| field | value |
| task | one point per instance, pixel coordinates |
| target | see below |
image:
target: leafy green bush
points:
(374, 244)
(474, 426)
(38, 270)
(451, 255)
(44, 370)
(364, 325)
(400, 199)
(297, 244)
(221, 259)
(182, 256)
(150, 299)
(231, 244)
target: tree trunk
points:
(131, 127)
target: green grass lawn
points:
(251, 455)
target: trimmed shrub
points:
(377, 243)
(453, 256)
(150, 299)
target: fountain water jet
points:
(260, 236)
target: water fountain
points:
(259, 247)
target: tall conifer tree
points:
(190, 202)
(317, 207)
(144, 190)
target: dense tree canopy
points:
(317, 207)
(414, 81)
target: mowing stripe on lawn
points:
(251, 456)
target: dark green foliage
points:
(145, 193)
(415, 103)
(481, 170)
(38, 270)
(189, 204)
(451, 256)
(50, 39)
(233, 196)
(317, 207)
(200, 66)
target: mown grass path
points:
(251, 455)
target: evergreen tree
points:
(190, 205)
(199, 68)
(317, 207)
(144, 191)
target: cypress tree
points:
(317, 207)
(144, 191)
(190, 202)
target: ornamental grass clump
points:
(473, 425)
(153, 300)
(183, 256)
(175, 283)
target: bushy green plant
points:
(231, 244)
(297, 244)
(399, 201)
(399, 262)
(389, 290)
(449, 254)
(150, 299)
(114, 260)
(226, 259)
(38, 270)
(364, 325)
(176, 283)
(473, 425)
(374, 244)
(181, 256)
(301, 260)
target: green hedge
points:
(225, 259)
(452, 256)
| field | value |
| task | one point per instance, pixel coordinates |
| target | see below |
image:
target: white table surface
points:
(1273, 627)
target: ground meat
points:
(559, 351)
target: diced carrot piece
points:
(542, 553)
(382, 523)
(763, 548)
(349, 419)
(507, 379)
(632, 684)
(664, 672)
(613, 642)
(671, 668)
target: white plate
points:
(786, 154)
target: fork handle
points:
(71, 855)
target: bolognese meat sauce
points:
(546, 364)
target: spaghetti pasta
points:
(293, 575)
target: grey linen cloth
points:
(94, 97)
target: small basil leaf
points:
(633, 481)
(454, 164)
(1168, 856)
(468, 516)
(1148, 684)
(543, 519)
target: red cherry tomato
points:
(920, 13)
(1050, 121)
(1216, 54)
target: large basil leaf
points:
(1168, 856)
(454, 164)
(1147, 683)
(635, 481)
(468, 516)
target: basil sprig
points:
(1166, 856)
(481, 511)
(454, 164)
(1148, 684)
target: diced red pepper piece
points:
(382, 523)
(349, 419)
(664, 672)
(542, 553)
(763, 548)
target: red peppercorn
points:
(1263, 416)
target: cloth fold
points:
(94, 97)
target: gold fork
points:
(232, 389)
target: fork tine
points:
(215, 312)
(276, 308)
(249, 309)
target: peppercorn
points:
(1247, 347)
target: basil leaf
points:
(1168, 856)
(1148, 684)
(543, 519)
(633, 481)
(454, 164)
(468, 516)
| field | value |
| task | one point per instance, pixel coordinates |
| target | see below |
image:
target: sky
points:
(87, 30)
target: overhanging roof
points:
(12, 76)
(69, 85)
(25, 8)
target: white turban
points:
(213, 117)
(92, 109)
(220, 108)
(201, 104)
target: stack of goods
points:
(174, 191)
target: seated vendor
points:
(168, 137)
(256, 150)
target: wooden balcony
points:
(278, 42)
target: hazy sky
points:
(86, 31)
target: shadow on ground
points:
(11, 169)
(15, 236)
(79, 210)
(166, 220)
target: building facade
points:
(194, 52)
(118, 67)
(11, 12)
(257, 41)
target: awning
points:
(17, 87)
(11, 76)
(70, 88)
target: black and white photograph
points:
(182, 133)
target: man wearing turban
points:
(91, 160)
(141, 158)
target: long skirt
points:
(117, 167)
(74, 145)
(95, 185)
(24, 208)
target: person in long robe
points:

## WHAT TO DO
Return the whole listing exactly.

## OUTPUT OF THE EXERCISE
| field | value |
| task | one point per instance, pixel coordinates |
| target | see below |
image:
target: leafy green bush
points:
(374, 244)
(474, 426)
(38, 270)
(451, 255)
(44, 370)
(364, 325)
(400, 199)
(297, 244)
(221, 259)
(182, 256)
(150, 299)
(231, 244)
target: tree trunk
points:
(131, 127)
target: green grass lawn
points:
(251, 455)
target: trimmed shrub
points:
(377, 243)
(453, 256)
(150, 299)
target: fountain water jet
points:
(260, 236)
target: water fountain
points:
(259, 247)
target: tall conifer tree
points:
(190, 202)
(317, 207)
(144, 190)
target: dense tree canopy
points:
(317, 207)
(414, 81)
target: mowing stripe on lawn
points:
(251, 456)
target: dark green foliage
points:
(145, 193)
(415, 103)
(481, 170)
(38, 270)
(189, 204)
(451, 256)
(50, 39)
(233, 196)
(317, 207)
(200, 66)
target: mown grass path
points:
(251, 455)
target: evergreen tree
points:
(190, 205)
(199, 68)
(317, 207)
(144, 191)
target: cypress tree
points:
(317, 207)
(144, 191)
(190, 202)
target: ornamental grass clump
points:
(473, 425)
(153, 300)
(183, 256)
(175, 283)
target: bushy green plant
points:
(231, 244)
(297, 244)
(399, 201)
(399, 262)
(389, 290)
(449, 254)
(150, 299)
(114, 260)
(226, 259)
(38, 270)
(364, 325)
(176, 283)
(473, 425)
(374, 244)
(181, 256)
(301, 260)
target: green hedge
points:
(225, 259)
(452, 256)
| field | value |
| task | one point per instance, pixel coordinates |
| target | see below |
image:
target: white table surface
points:
(1273, 627)
target: ground meat
points:
(559, 351)
target: diced carrot piece
points:
(542, 553)
(382, 523)
(763, 548)
(349, 419)
(507, 379)
(632, 684)
(664, 672)
(613, 642)
(671, 668)
target: white plate
points:
(786, 154)
target: fork handle
points:
(71, 855)
target: bolognese meat sauce
points:
(546, 364)
target: spaghetti pasta
points:
(293, 575)
target: grey linen cloth
points:
(94, 97)
target: small basil leaf
points:
(633, 481)
(454, 164)
(1168, 856)
(468, 516)
(1148, 684)
(543, 519)
target: red cherry tomato
points:
(920, 13)
(1050, 121)
(1216, 54)
target: large basil leaf
points:
(1168, 856)
(454, 164)
(1147, 683)
(635, 481)
(468, 516)
target: basil sprig
points:
(1166, 856)
(481, 511)
(454, 164)
(1148, 684)
target: diced red pepper piece
points:
(382, 523)
(349, 419)
(664, 672)
(542, 553)
(763, 548)
target: red peppercorn
points:
(1263, 416)
target: cloth fold
points:
(94, 97)
target: gold fork
points:
(232, 389)
target: fork tine
points:
(215, 312)
(276, 308)
(249, 309)
target: peppercorn
points:
(1247, 347)
target: basil leaf
points:
(1168, 856)
(1148, 684)
(543, 519)
(633, 481)
(454, 164)
(468, 516)
| field | value |
| task | one point per instance, pixel coordinates |
| target | see below |
image:
target: sky
points:
(87, 30)
target: overhanging roof
points:
(12, 76)
(69, 85)
(25, 8)
target: white turban
points:
(213, 117)
(92, 109)
(220, 108)
(201, 104)
target: stack of goods
points:
(174, 191)
target: seated vendor
points:
(168, 137)
(256, 150)
target: wooden balcony
points:
(278, 42)
target: hazy sky
points:
(86, 31)
target: shadow on ground
points:
(11, 169)
(15, 236)
(79, 210)
(166, 220)
target: building facade
points:
(194, 52)
(118, 67)
(11, 12)
(257, 41)
target: awning
points:
(17, 87)
(11, 76)
(70, 88)
target: black and white photograph
points:
(182, 133)
target: man wearing turban
points:
(91, 160)
(141, 158)
target: long skirt
points:
(117, 167)
(74, 145)
(95, 185)
(24, 208)
target: person in long robe
points:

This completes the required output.